> **Your goal**:
Please rewrite the records from their start through the line containing "positive clicks: (570, 311)", replacing "rough mask" with "coarse mask" and changing nothing else. Leave the pictures out of your answer.

> **Records for processing**:
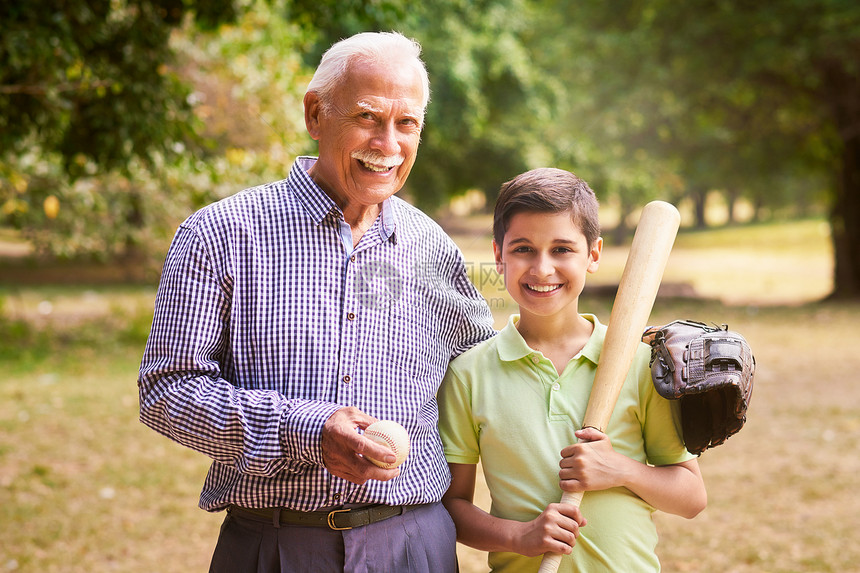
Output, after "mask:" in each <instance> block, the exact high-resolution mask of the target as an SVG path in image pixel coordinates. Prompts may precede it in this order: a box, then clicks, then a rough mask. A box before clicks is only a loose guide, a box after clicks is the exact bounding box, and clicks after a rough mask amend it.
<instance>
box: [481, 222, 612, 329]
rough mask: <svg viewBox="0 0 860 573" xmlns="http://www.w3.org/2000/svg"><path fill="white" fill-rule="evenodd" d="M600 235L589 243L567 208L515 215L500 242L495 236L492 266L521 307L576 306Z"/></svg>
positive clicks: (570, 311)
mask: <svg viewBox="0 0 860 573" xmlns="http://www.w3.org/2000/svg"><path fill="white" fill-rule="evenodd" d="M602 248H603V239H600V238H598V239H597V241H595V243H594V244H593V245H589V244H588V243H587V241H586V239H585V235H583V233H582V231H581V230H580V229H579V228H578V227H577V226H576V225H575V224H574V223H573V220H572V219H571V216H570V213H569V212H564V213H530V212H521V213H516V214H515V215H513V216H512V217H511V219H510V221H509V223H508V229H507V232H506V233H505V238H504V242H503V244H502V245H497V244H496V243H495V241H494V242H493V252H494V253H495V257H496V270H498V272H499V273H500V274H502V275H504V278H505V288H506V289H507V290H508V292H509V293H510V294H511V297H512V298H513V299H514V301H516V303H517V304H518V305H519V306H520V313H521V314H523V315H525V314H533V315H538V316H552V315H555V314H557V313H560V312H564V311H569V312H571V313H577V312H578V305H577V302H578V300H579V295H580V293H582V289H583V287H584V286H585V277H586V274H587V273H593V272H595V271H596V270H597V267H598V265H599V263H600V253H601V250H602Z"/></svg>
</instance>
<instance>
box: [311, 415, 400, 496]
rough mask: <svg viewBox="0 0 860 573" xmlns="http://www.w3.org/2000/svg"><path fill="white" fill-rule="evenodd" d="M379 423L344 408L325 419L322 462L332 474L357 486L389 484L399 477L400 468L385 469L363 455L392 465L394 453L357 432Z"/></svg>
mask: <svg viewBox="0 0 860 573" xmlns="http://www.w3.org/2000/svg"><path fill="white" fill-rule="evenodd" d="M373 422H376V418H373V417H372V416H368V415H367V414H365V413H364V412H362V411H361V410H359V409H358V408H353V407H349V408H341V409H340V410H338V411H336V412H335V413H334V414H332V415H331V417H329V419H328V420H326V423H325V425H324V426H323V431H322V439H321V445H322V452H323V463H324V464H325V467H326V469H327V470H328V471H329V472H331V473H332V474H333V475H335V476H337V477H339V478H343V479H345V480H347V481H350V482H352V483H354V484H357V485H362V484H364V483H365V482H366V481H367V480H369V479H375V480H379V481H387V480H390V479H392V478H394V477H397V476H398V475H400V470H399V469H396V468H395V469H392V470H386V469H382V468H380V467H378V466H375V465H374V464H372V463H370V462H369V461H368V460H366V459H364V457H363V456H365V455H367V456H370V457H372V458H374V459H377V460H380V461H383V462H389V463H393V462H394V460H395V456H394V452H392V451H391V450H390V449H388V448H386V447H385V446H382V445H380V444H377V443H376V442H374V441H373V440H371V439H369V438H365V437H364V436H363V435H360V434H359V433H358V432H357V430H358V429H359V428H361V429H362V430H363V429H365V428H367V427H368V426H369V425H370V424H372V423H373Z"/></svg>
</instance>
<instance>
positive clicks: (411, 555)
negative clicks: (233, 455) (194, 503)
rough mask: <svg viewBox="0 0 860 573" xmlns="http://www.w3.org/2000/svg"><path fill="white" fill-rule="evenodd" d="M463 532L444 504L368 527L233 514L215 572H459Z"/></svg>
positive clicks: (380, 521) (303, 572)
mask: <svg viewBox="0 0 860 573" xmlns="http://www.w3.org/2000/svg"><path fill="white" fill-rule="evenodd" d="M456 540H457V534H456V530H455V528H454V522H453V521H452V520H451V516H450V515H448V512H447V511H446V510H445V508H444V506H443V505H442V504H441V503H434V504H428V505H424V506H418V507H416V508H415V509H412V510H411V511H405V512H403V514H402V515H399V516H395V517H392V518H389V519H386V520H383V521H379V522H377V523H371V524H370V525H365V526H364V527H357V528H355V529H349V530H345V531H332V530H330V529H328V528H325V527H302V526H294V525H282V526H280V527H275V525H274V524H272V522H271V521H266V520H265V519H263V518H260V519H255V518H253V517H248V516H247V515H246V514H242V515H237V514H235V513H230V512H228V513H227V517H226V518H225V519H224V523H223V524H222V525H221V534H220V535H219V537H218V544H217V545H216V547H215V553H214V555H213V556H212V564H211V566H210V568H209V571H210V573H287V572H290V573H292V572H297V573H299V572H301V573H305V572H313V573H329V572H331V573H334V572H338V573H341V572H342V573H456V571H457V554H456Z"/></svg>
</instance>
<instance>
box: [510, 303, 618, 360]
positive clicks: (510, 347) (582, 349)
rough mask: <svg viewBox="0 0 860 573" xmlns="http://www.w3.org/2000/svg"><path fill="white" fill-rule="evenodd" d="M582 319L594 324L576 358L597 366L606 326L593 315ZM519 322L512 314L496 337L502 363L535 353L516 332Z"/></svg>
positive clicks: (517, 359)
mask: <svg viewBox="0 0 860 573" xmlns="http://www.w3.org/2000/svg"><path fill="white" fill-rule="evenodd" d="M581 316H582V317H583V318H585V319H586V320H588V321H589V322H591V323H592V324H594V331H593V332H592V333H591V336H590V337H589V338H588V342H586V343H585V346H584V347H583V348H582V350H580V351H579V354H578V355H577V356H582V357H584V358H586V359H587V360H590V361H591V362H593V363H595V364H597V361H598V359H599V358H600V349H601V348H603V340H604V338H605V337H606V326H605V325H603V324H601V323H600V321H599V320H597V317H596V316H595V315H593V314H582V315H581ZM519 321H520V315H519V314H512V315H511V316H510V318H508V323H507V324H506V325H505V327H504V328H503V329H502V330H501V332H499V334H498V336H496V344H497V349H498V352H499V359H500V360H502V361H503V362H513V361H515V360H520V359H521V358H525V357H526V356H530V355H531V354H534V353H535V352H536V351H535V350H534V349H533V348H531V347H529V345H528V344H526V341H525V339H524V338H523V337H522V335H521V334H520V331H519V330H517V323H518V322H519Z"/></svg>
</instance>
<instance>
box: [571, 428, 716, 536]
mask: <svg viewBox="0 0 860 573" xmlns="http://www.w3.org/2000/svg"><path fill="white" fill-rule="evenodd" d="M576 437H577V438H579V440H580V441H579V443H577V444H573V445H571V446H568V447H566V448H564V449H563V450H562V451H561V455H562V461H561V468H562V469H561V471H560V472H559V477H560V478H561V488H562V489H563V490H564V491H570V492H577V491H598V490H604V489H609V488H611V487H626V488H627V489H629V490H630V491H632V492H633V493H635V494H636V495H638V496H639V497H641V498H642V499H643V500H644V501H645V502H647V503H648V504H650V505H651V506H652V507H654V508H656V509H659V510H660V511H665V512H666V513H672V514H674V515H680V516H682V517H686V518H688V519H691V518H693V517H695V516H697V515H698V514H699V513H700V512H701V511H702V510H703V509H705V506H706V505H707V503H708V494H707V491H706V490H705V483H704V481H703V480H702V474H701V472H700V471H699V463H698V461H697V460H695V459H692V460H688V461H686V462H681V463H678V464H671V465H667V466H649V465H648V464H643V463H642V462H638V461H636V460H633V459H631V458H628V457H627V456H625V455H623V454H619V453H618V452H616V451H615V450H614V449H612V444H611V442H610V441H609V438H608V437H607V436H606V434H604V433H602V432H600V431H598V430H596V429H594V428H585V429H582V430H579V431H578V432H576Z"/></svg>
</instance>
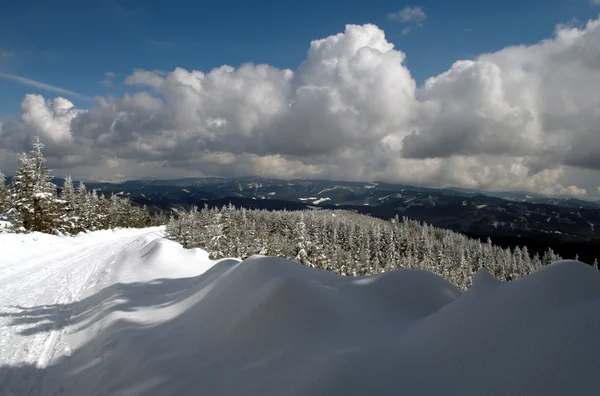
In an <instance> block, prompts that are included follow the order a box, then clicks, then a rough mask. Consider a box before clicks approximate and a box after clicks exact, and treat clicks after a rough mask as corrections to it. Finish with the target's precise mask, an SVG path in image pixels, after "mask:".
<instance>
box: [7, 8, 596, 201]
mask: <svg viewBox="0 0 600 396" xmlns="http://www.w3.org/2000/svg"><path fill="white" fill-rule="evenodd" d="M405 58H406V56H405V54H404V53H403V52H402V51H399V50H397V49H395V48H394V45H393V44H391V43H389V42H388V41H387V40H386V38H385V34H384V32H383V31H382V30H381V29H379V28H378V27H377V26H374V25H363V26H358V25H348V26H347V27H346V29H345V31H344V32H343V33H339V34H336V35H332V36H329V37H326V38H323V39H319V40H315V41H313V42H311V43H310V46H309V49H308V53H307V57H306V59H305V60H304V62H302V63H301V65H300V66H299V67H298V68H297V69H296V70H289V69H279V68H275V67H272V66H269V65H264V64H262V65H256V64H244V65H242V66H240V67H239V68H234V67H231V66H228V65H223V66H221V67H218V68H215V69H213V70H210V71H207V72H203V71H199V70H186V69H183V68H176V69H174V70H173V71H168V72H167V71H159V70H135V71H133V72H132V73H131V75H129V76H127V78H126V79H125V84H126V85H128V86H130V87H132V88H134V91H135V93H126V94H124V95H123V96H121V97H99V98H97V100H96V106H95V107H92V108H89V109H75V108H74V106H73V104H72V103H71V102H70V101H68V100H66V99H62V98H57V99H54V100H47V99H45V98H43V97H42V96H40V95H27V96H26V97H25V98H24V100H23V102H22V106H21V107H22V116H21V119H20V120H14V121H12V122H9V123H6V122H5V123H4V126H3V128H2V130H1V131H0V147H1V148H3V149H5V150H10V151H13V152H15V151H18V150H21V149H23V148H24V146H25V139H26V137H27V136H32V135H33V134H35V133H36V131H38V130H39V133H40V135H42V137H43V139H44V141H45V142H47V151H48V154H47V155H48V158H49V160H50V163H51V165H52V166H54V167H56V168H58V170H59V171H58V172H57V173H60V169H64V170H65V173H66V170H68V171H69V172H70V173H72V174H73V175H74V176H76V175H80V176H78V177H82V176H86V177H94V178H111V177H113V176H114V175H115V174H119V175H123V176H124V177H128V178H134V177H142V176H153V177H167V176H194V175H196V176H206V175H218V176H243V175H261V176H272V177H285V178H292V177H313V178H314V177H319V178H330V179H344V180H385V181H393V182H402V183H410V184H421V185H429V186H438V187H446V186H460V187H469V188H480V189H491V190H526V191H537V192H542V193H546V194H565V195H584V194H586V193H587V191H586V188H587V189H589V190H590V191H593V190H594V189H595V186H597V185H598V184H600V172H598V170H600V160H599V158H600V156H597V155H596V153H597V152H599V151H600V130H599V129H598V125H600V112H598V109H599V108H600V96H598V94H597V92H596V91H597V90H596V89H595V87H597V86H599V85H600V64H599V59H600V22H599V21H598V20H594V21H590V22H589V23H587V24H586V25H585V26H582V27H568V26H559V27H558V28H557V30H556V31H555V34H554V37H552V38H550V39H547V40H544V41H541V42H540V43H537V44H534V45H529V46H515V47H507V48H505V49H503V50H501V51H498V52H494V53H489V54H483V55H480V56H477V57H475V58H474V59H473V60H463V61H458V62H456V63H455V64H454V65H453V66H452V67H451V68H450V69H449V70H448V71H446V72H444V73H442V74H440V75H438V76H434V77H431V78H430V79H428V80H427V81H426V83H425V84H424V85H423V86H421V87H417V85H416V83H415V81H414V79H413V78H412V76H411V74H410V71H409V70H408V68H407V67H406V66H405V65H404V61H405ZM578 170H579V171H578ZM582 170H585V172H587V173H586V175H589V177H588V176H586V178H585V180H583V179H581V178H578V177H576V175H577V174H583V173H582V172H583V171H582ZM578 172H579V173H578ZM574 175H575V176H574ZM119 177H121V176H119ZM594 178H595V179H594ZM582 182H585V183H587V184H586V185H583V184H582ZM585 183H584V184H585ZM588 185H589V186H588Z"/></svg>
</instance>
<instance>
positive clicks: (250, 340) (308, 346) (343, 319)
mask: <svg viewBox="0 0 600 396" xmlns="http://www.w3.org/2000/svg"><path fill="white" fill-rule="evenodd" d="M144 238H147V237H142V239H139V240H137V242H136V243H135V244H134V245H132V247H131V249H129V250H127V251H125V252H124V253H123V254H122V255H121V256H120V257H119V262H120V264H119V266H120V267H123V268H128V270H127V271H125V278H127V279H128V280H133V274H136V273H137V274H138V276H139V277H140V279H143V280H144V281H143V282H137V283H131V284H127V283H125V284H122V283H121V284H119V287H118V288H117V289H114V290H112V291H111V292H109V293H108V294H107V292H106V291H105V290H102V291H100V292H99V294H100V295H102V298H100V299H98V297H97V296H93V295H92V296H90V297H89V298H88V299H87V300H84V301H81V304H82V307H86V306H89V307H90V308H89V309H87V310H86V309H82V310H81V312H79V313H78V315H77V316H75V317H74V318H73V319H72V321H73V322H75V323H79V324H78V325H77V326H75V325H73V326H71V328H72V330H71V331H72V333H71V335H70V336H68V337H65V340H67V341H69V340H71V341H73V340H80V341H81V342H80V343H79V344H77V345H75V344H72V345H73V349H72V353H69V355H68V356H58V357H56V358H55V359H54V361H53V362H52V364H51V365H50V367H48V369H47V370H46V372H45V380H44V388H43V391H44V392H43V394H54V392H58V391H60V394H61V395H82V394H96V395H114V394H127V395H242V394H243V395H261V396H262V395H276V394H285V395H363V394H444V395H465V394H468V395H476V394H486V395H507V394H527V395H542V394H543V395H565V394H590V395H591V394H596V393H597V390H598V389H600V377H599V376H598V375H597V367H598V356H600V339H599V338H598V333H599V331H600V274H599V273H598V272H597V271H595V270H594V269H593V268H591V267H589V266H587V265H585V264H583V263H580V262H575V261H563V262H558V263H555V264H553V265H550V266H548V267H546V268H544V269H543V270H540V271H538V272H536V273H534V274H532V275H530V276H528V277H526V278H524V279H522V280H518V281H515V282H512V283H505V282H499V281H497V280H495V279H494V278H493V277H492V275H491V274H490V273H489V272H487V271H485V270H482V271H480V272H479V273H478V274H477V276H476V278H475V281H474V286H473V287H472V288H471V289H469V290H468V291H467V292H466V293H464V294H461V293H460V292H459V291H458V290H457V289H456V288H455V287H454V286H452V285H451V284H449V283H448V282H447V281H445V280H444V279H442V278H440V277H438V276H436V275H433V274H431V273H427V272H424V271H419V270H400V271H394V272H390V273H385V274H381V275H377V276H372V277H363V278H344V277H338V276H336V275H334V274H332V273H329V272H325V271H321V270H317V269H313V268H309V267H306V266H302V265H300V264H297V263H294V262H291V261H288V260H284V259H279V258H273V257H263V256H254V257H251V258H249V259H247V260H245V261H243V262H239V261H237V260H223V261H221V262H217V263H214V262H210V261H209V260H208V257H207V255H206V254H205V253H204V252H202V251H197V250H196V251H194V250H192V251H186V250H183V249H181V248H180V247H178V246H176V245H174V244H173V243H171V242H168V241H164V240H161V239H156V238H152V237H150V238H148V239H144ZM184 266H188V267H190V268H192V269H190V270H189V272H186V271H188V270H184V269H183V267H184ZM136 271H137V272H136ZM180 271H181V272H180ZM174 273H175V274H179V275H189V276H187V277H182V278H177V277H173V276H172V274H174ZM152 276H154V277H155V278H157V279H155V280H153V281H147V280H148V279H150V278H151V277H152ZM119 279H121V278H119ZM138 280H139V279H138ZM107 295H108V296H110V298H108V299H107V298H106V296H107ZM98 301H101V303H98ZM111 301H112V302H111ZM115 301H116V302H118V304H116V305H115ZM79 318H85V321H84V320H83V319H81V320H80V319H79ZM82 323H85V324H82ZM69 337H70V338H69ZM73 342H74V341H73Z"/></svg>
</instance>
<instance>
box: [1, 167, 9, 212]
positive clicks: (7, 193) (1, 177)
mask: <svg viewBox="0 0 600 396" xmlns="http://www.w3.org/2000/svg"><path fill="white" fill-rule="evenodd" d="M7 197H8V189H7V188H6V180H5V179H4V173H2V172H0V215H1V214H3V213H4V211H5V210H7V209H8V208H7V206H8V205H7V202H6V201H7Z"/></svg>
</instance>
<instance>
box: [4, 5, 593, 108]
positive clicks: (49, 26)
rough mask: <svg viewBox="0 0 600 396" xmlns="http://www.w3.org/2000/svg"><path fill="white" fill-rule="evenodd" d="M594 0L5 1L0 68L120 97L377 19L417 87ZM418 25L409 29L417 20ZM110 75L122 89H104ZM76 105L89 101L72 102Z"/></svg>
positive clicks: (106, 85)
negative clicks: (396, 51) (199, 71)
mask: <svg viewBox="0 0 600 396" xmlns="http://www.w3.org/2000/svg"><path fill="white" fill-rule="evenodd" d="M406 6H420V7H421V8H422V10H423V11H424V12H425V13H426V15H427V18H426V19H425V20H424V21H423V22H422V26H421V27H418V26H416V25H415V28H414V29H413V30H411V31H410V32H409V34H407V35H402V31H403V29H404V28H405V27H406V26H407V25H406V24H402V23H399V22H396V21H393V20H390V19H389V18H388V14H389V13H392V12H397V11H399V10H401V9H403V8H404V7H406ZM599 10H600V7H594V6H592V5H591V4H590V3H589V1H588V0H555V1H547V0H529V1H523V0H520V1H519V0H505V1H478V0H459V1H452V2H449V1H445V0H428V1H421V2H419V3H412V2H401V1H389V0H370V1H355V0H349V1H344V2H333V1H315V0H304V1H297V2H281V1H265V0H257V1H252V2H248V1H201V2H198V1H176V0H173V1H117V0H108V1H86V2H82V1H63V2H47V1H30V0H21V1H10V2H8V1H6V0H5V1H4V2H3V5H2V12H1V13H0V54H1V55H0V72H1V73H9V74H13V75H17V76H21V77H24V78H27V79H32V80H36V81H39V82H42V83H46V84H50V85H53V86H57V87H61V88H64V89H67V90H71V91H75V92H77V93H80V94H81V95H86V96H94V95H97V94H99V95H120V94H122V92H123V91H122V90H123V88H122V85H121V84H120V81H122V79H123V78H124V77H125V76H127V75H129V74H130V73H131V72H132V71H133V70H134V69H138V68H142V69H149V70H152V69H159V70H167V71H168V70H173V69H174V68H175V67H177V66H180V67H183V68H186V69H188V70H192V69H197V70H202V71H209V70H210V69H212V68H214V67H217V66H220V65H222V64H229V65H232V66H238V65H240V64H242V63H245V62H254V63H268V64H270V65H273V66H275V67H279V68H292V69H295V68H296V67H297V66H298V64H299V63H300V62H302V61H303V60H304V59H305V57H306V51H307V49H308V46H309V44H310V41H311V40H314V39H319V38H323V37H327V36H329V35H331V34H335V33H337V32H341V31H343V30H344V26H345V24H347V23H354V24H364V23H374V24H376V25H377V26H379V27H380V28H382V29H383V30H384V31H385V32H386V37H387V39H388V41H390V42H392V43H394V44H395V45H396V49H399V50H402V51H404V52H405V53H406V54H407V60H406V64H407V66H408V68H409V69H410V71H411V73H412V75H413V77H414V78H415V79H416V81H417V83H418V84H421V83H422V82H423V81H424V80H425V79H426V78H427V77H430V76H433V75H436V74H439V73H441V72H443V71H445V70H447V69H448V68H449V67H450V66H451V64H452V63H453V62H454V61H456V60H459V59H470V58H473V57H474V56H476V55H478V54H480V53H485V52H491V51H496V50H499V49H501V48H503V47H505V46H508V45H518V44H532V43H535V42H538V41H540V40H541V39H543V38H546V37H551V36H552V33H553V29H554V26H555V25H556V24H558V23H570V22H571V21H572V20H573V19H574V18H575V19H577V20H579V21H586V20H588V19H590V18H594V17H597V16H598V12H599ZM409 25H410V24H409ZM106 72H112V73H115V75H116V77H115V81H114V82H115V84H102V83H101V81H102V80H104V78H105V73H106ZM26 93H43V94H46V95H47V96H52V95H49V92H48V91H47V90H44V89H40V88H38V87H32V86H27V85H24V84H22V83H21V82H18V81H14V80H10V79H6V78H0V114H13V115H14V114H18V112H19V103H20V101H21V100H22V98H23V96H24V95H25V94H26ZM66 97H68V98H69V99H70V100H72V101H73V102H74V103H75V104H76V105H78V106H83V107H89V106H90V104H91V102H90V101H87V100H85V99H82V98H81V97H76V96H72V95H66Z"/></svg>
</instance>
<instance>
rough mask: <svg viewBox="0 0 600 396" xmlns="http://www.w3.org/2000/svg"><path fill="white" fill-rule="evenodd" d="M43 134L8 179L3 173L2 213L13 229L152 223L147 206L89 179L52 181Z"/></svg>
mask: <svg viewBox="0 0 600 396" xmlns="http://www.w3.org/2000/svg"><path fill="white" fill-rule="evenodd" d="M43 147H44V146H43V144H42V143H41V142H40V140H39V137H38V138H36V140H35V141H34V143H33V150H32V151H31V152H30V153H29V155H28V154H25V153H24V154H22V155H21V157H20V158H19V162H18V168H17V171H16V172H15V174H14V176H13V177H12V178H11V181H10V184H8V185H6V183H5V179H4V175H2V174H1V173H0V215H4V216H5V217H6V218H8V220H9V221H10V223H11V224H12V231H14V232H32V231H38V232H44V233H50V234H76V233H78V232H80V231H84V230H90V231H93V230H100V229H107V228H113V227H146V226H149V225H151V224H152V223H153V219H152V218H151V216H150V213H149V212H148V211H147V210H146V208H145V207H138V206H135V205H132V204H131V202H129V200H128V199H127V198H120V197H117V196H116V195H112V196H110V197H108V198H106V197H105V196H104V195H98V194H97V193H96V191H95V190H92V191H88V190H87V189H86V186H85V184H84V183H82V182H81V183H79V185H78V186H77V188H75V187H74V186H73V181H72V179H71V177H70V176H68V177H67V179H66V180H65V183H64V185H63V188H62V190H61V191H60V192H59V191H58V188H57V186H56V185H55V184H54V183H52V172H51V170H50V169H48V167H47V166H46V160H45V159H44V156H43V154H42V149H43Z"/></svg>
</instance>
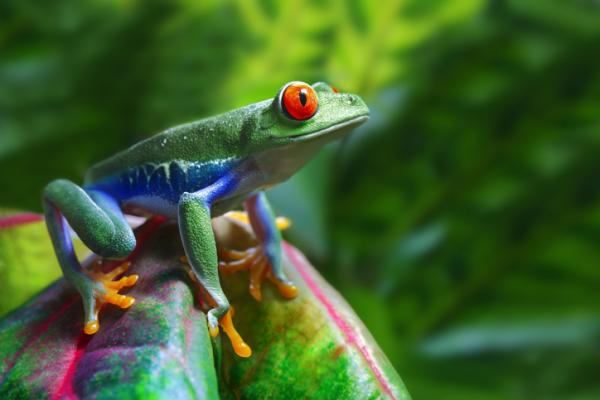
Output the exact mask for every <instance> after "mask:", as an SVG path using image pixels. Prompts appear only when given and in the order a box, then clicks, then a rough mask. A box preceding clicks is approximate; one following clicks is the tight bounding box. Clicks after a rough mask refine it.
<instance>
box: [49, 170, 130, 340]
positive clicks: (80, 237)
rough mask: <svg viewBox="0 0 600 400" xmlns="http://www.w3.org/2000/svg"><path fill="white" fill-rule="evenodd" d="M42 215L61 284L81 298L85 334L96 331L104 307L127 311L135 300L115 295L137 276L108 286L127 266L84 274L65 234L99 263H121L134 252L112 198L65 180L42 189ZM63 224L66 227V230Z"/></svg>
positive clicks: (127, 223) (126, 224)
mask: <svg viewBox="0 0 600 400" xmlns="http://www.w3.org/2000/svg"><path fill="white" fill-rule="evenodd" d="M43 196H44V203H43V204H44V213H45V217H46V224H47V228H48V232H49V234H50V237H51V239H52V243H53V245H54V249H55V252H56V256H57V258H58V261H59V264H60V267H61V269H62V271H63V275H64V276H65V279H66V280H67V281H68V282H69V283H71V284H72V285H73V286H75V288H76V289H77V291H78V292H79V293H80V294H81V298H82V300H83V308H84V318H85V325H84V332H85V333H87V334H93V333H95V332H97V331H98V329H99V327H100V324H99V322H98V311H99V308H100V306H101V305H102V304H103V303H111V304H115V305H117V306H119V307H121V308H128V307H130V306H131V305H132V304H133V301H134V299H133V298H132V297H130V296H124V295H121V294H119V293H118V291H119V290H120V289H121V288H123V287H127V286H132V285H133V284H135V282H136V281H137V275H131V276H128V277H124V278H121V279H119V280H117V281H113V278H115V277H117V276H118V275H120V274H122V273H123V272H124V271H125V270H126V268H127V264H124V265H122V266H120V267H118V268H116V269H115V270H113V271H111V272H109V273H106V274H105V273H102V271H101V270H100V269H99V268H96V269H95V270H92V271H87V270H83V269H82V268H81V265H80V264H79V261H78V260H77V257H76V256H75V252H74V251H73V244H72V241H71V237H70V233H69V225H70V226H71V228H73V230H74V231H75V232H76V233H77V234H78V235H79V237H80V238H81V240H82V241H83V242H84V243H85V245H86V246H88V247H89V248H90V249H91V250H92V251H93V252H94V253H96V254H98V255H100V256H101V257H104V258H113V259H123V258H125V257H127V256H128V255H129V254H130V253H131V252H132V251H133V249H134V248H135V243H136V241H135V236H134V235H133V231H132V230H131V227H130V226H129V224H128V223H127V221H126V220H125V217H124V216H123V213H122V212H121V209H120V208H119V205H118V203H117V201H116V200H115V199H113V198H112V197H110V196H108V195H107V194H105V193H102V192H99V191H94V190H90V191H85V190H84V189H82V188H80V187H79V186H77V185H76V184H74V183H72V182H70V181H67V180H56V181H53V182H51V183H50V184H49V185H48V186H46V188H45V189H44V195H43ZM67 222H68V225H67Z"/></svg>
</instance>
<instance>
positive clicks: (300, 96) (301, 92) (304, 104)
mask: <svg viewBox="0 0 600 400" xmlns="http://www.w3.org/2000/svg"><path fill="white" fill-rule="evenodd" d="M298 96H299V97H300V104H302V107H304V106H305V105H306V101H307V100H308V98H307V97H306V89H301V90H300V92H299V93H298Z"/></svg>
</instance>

> **Solution**:
Output, after "mask:" in each <instance> block, the exact high-resolution mask of the target as an SVG path in image pixel coordinates. Prompts may precede it in this order: a box, then clicks, then a coarse mask. A box before clicks is only a loose guide, a box after clicks is the exact bounding box, and clicks after a coarse mask amend it.
<instance>
box: [481, 222, 612, 329]
coarse mask: <svg viewBox="0 0 860 573" xmlns="http://www.w3.org/2000/svg"><path fill="white" fill-rule="evenodd" d="M600 235L589 243L567 208L515 215L500 242L495 236L492 266L521 307L576 306Z"/></svg>
positive clicks: (570, 311)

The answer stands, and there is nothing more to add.